→ Source data
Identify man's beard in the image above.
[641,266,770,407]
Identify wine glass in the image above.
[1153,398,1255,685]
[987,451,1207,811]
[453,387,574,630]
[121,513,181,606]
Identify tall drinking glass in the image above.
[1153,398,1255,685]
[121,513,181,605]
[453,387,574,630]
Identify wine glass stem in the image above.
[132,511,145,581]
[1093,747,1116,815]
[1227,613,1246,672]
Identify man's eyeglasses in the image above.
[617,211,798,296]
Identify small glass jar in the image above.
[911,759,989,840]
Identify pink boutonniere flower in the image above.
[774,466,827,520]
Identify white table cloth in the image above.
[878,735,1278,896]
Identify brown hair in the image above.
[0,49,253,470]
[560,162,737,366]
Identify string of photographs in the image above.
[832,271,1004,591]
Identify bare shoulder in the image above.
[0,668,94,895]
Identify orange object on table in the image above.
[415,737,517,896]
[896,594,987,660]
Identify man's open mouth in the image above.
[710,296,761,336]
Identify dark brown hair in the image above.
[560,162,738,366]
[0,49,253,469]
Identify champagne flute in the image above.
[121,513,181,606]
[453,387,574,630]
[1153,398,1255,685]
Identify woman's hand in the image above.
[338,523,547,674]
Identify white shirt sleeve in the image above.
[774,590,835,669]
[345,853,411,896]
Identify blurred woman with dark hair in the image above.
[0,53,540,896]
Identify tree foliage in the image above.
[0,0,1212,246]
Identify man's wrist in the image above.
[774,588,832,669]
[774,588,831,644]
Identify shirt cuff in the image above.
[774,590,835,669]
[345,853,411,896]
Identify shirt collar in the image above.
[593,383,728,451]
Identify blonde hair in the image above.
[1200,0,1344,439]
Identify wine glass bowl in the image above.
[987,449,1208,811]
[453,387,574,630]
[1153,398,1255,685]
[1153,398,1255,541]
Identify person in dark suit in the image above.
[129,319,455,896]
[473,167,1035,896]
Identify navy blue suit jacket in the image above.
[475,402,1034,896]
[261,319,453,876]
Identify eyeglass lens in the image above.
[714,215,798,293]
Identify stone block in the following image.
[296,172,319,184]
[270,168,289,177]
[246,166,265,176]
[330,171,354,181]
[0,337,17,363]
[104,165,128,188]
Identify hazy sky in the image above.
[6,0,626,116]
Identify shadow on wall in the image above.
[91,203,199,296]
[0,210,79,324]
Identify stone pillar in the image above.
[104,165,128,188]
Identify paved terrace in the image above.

→ Given problem
Rewrite all of the items above as a numbered list, dropping any blank lines.

→ Problem solution
1. Identify man's beard in the image above.
2. [641,266,770,407]
3. Identify wine glass in the image above.
4. [1153,398,1255,685]
5. [987,451,1207,811]
6. [453,387,574,630]
7. [121,513,181,606]
8. Identify tall drinking glass in the image above.
9. [1153,398,1255,685]
10. [121,513,181,605]
11. [453,387,574,630]
12. Identify wine glass stem in the image above.
13. [132,511,145,581]
14. [1093,747,1116,815]
15. [1227,613,1246,672]
16. Identify man's eyeglasses in the image above.
17. [617,211,798,296]
18. Identify small glass jar in the image above.
19. [911,759,989,840]
20. Identify pink boutonniere flower in the image above.
21. [774,466,827,520]
22. Identify white table cloth in the image above.
23. [878,735,1278,896]
24. Identify brown hair in the image above.
25. [0,49,253,470]
26. [560,162,737,366]
27. Identify string of photographs in the image above.
28. [832,271,1004,591]
29. Identify bare shoulder in the image above.
30. [0,668,94,895]
31. Identify orange object on table in the image above.
32. [415,737,517,896]
33. [896,594,987,660]
34. Identify man's open mouth in the image above.
35. [710,296,761,336]
36. Identify dark brown hair in the image above.
37. [560,162,738,366]
38. [0,49,253,469]
39. Identify champagne flute in the image above.
40. [121,513,181,606]
41. [453,387,574,630]
42. [1153,398,1255,685]
43. Identify woman's hand in the image above.
44. [338,523,547,674]
45. Identify white shirt sleeve in the image above.
46. [774,590,835,669]
47. [345,853,411,896]
48. Identify blurred woman with dark hair in the image above.
49. [0,53,540,896]
50. Identify tree foliage in the image above.
51. [0,0,1212,246]
52. Identify man's wrist in the image above.
53. [774,588,832,669]
54. [774,588,831,644]
55. Identify shirt cuff in the image above.
56. [774,590,835,669]
57. [345,853,411,896]
58. Identify shirt collar in the image above.
59. [593,383,728,451]
60. Identify blonde hair in the image above.
61. [1200,0,1344,439]
62. Identify wine glass bowl in the image above.
63. [987,449,1208,811]
64. [453,387,574,630]
65. [1153,398,1255,685]
66. [1153,398,1255,541]
67. Identify person in dark suit in the image above.
68. [129,319,455,896]
69. [473,167,1035,896]
70. Identify navy blue suit jacket in the image above.
71. [475,402,1034,896]
72. [261,319,453,876]
73. Identify eyeglass lens in the image above.
74. [714,215,798,293]
75. Identify stone block in the following image.
76. [296,172,319,184]
77. [270,168,289,177]
78. [246,166,265,176]
79. [330,171,354,181]
80. [0,337,17,363]
81. [104,165,128,188]
82. Identify hazy sky in the image above.
83. [6,0,626,116]
84. Identify shadow on wall in the image above.
85. [91,203,199,296]
86. [0,210,79,324]
87. Identify stone pillar in the image above.
88. [104,165,128,188]
89. Identify paved terrace in the image above.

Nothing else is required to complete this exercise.